ENTRIES SHOWN:
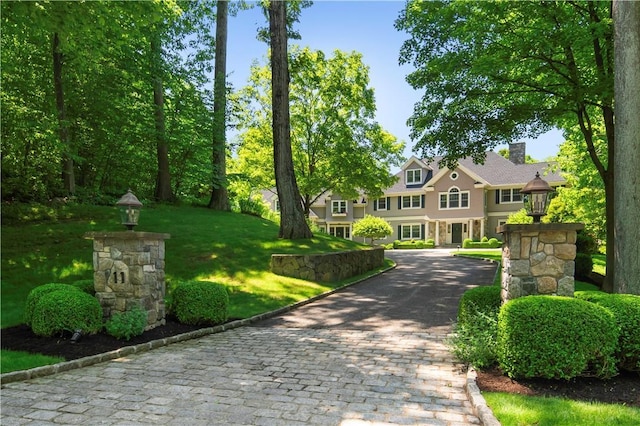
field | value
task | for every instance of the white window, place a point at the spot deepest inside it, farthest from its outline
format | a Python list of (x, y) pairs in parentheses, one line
[(414, 176), (411, 232), (454, 199), (341, 231), (510, 196), (411, 202), (339, 207)]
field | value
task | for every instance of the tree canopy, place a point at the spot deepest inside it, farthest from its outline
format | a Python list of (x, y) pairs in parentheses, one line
[(337, 144), (494, 72)]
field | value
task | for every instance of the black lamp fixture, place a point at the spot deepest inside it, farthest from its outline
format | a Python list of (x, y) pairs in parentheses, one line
[(536, 197), (129, 206)]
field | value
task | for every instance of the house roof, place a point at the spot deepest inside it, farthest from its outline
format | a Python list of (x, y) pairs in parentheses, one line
[(498, 171)]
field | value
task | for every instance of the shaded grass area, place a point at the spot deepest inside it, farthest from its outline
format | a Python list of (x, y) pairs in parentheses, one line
[(514, 409), (16, 360), (225, 247)]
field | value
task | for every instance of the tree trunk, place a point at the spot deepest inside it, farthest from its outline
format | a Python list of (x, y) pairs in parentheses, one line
[(626, 20), (292, 221), (68, 174), (163, 178), (219, 194)]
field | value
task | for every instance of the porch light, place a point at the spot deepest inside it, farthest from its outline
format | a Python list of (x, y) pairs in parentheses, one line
[(129, 206), (536, 197)]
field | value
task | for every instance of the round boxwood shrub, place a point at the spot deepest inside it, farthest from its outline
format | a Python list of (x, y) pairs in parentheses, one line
[(584, 265), (485, 299), (200, 303), (60, 311), (626, 311), (125, 325), (475, 334), (36, 294), (556, 337)]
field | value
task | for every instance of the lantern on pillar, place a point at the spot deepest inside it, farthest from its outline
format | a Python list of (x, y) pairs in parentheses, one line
[(129, 206), (536, 197)]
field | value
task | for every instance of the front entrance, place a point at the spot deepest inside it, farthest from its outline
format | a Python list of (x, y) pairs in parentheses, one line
[(341, 231), (456, 233)]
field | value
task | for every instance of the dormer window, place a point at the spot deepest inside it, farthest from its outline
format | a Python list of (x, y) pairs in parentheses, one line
[(413, 176), (339, 207)]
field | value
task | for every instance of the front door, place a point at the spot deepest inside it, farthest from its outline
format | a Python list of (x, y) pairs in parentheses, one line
[(456, 233)]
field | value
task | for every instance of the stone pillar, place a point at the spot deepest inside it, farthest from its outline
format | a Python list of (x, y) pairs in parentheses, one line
[(538, 259), (129, 271)]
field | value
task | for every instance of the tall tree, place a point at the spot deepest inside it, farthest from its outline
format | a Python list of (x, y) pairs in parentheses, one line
[(163, 178), (626, 15), (68, 173), (292, 221), (493, 72), (337, 145), (219, 194)]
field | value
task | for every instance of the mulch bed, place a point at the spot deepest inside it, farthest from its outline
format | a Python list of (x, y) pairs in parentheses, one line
[(622, 389)]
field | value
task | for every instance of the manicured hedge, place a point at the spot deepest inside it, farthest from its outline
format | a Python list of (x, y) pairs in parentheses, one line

WHAT IS BEING ASKED:
Everything in the records that precede this task must be written out again exactly, except the pictures.

ANSWER SECTION:
field | value
task | for every instance of the white window, place a point at the spot deepest inside it, farthest from its outline
format | a Python list of (x, y) pairs in parentheses, one line
[(414, 176), (411, 232), (454, 199), (341, 231), (510, 196), (411, 202), (339, 207)]
field | value
task | for every instance of the tree canopy, place a point at the spot deepest inside it, farthest from its outline
format | a Python list of (x, y) pairs in parentheses, one line
[(337, 144), (494, 72)]
field | value
task | for every instance of the black lamp fixture, place a point at the spot deepest inside it, farthest from its outline
format | a Python list of (x, y) pairs in parentheses, one line
[(536, 197), (129, 206)]
field | value
task | for every instance of the house roof, place a point at the spot deepest inside it, farthest from its outline
format | a Python list of (x, y) pairs in parentheses, one line
[(498, 171)]
field | value
task | for every instance of the shaded grass area, place a point at the spot deepest inside it, farthest from its outline
format | a Python list of (x, y) pairs in parentheses, one line
[(514, 409), (16, 360), (225, 247)]
field | value
task | for every instance of the tree trunk, place a point at the spot deepest inside it, farthest from its outline
format | a Python list of (x, y) pairs in parentheses, one line
[(626, 20), (292, 221), (68, 174), (163, 178), (219, 194)]
field | value
task | for every instance of the porch light, place a point at the spot deepest inside it, farthest from its outline
format | a Python list of (x, y) pairs in parentheses, one line
[(129, 206), (536, 197)]
field | value
task | for every instance of the round boxwood shrub, place a point at the spot deepest inside it, farthest from its outline
format | a Python list of (x, y) pairs in parentheses, one line
[(584, 265), (485, 299), (200, 303), (60, 311), (626, 311), (125, 325), (475, 334), (36, 294), (556, 337)]
field | value
task | for every instance of the lantern on pillar, place a point at the spot deepest inside it, farthest from its outline
format | a Python list of (x, y) pairs in parentheses, one line
[(129, 206), (536, 197)]
field | value
task | for every instance of the front entrance, place a point at the spot deepest inside it, farthest from its outline
format | a Python list of (x, y) pairs in parentheses, one line
[(341, 231), (456, 233)]
field | value
task | for every instance of the dormer window, place a point at the spot deepest inside it, farthest from its outline
format | a Python list of (x, y) pairs in parentheses, one line
[(413, 176), (339, 207)]
field | value
task | for every instance of the front door, place a point at the spot deepest inside it, farthest from its outline
format | a Python list of (x, y) pairs in parentheses, one line
[(456, 233)]
field | value
task | for every instance of the stone pillar, place a point at the spot deepest inside it, farthest from its outline
format | a Python list of (x, y) pairs in parentheses, one line
[(538, 259), (129, 271)]
field | value
task | for every instance of the tall tree, place a point at the spot deepest inside it, farthest from its outline
format | a Python list of (x, y) pairs in parentheses, one line
[(163, 178), (626, 15), (68, 173), (292, 221), (493, 72), (337, 145), (219, 194)]
field | value
task | for every instance of the mulch bed, place a point at the spot deepest inside it, farthest from its outline
format | a Python list of (x, y) pairs in parentheses, one line
[(622, 389)]
field | value
task | for every instance of the manicured hedge, place a point at the spot deepest inside it, farthest from its outline
format | a Python list of (x, y) pairs in parentheses, one line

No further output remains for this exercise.